May 072023

Books. Let’s get it:

  1. What Have We Done – Alex Finlay

Honestly? I didn’t like the other Alex Finlay book I read and this one was pretty much on the same level. In fact, I can’t even remember reading this now.

Oh wait, I do remember. There were some sincerely annoying characters in this bitch.

2. Funny You Should Ask – Elissa Sussman

Duuuuude. I had taken this out of the library several months ago, DNF’d it without even starting it, but then trying it out later when I saw the audiobook chillin’ on Libby. (Scribd, maybe? Can’t remember.) The premise is that a young writer interviews a famous young actor in a way that leaves the reader wondering DID THEY OR DIDN’T THEY DO IT.

Fast forward a decade or so and she’s asked to write a follow-up. I won’t get into too much but holy shit, I loved this book. It was funny, bittersweet, refreshing, and hopeful. Um, why are my eyes wet right now?!

(Also, can we talk about this cover? I am so hot for the red/pink color palette. If we ever buy a house, I 100% want a Valentine-themed room.)

3. Fantasticland – Mike Bockoven

OK. I liked this premise and REALLY liked how it was told via interviews for a documentary. I listened to this on audio and that made it even better. Basically, there is a huge ass hurricane that hits Florida and a bunch of employees at a popular theme park agree to stay behind for extra pay because the park was built to withstand catastrophes of a certain degree and because of that, rescue teams / the government make this is a low priority area to service. Shit goes awry and since the majority of the people stuck here are teenagers/young adults, it gets very extreme and violent super quick.

> **Given records**:
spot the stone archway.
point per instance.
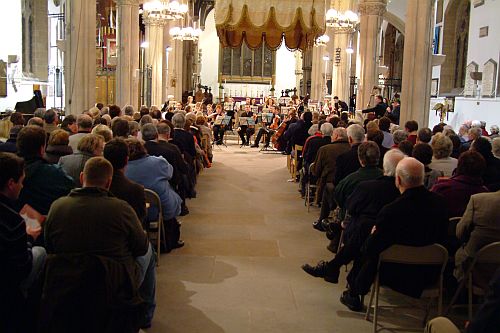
(455, 43)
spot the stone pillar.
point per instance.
(80, 56)
(317, 72)
(154, 56)
(371, 15)
(177, 68)
(167, 42)
(417, 62)
(127, 44)
(306, 71)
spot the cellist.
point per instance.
(269, 130)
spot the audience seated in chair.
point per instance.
(93, 227)
(84, 125)
(362, 207)
(116, 152)
(21, 262)
(154, 173)
(346, 163)
(44, 182)
(467, 181)
(89, 146)
(57, 146)
(479, 226)
(417, 218)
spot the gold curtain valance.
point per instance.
(298, 23)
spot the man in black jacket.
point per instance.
(363, 205)
(21, 263)
(379, 109)
(417, 218)
(116, 152)
(172, 154)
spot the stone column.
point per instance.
(317, 72)
(80, 56)
(127, 44)
(167, 42)
(370, 14)
(417, 62)
(154, 56)
(176, 61)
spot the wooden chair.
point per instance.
(310, 186)
(411, 255)
(155, 226)
(484, 264)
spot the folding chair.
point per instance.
(309, 187)
(153, 200)
(434, 254)
(484, 264)
(295, 161)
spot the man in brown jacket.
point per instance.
(479, 226)
(326, 158)
(90, 220)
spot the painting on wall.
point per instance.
(434, 87)
(110, 52)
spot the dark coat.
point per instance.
(365, 203)
(129, 191)
(15, 251)
(325, 164)
(185, 141)
(54, 152)
(379, 110)
(44, 183)
(417, 218)
(73, 165)
(9, 146)
(312, 147)
(347, 163)
(457, 191)
(172, 154)
(88, 293)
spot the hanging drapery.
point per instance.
(296, 22)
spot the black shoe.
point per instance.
(353, 302)
(184, 211)
(179, 244)
(317, 271)
(318, 226)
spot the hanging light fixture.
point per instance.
(164, 10)
(321, 41)
(342, 22)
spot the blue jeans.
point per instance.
(39, 257)
(147, 263)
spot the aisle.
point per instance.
(246, 237)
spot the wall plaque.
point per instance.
(483, 32)
(470, 83)
(489, 78)
(3, 78)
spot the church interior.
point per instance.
(250, 166)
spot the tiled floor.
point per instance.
(246, 237)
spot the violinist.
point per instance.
(247, 130)
(278, 139)
(218, 129)
(269, 130)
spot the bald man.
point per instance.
(417, 218)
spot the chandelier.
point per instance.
(321, 41)
(187, 33)
(342, 22)
(165, 10)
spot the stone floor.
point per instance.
(246, 237)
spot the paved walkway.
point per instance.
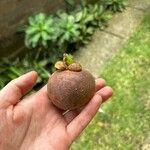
(105, 44)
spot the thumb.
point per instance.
(15, 89)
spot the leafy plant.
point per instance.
(40, 31)
(114, 5)
(68, 29)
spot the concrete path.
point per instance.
(105, 44)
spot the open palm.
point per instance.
(33, 122)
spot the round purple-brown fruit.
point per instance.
(70, 89)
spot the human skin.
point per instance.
(34, 123)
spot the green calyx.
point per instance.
(68, 64)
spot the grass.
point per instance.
(126, 122)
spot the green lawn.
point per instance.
(126, 123)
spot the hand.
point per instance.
(34, 123)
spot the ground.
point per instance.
(125, 123)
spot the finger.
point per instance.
(100, 83)
(15, 89)
(105, 93)
(83, 119)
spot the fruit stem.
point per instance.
(68, 59)
(68, 64)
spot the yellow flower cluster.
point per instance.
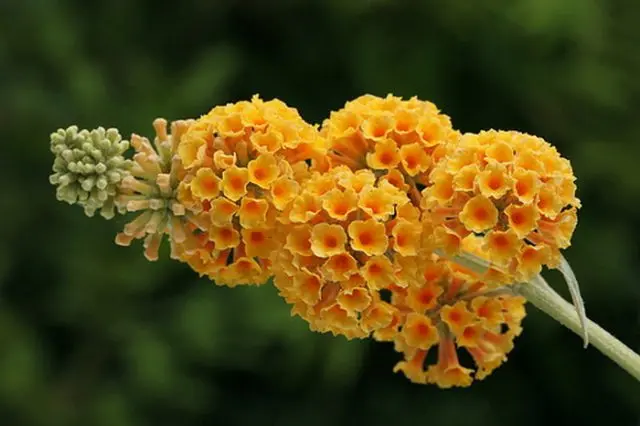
(242, 164)
(348, 235)
(514, 190)
(357, 222)
(452, 308)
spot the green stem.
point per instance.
(541, 295)
(551, 303)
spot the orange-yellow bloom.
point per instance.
(368, 236)
(479, 214)
(328, 240)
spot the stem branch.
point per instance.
(541, 295)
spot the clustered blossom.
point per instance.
(243, 163)
(511, 188)
(359, 223)
(403, 137)
(348, 236)
(452, 309)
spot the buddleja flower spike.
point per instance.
(385, 223)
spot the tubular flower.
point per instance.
(389, 134)
(349, 235)
(243, 166)
(89, 167)
(152, 190)
(452, 310)
(511, 188)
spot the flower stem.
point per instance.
(540, 294)
(551, 303)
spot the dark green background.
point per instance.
(93, 334)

> **What this task involves**: Decide whether each statement agrees with the book reviews, answering yes or no and quoting the words that decide it. (a) The writer listened to Fantasticland on audio. (b) The writer liked What Have We Done more than the other Alex Finlay book. (c) In Funny You Should Ask, the writer is asked for a follow-up about a decade later.

> **Result of the task**:
(a) Yes: "I listened to this on audio and that made it even better."
(b) No: "this one was pretty much on the same level."
(c) Yes: "Fast forward a decade or so and she’s asked to write a follow-up."